Extrait du texte>
↓↓↓
La Jonction autrefois….. Autrefois la Jonction….

Etant étudiante, je logeais à la Jonction. Entre 2 ponts, entre 2 eaux, au bord de l’Arve, au bord de l’eau. Mon immeuble était le dernier avant la tumultueuse rivière qui malgré ses 20km de long faisait beaucoup parler d’elle: tantôt elle menaçait de sortir de son lit et d’inonder le quartier, tantôt son fond vaseux devenait sec d’une façon inquiétante! Que de caprices! Depuis mon balcon, je pouvais apercevoir un des 2 ponts. L’autre qui s’élançait par-dessus le Rhône était à droite, derrière le coin.

C’était un chouette quartier. Même Vladimir Lénine, à un certain moment, y avait élu domicile, à deux pas de chez moi. Par endroits, il y avait un terrain vague, chiens et chats y couraient librement le long de l’eau en voisins. Se promenant le long de l’Arve dont les berges seront aménagées bien plus tard, un sentiment de solitude vous envahissait. La nature y avait tous ses droits, elle n’était pas négligée, non, elle était tout simplement libre, sans contrainte. Les branches des arbres trempaient dans l’eau, les oiseaux chantaient, picoraient, volaient. La nature y était presque sauvage.

Dans «Le Dictionnaire amoureux de la Suisse», Metin Arditi écrit en parlant des différents quartiers de Genève :
«Le quartier de la Jonction est le plus romantique. Il dégage une atmosphère laborieuse et paisible».

Un peu plus loin, là où l’Arve rejoint sa Majesté le Rhône, l’endroit devient magique…

Après mes cours à l’Université, j’allais souvent m’y promener et parfois m’asseoir sur une pierre au bord de l’eau, faute de bancs. Je lisais, rêvais, l’endroit s’y prêtait à merveille.
Jadis Genève était plus petite. Au delà de l’Arve, il n’y avait plus rien. Nous étions à la limite de la ville. Elle terminait là où coulait la rivière, sa frontière.

Je n’avais pas encore saisi que la Jonction avait beaucoup de personnalité! C’est avec une certaine fierté qu’elle représentait ce quartier populaire, typique et industrieux! Il y avait des imprimeries, des marbreries et des ateliers de mécanique le long du Rhône.
↑↑↑
Données enregistrées>
↓↓↓
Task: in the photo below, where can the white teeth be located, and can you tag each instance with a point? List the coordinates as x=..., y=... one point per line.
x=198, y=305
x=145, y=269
↑↑↑
Consigne>
Réécrivez, s'il vous plaît, le passage de l'extrait sur la Jonction compris entre « Jadis Genève était » et « long du Rhône. », bornes incluses, en remplaçant « limite » par « lisière ».

Corrigé>
Jadis Genève était plus petite. Au delà de l’Arve, il n’y avait plus rien. Nous étions à la lisière de la ville. Elle terminait là où coulait la rivière, sa frontière.

Je n’avais pas encore saisi que la Jonction avait beaucoup de personnalité! C’est avec une certaine fierté qu’elle représentait ce quartier populaire, typique et industrieux! Il y avait des imprimeries, des marbreries et des ateliers de mécanique le long du Rhône.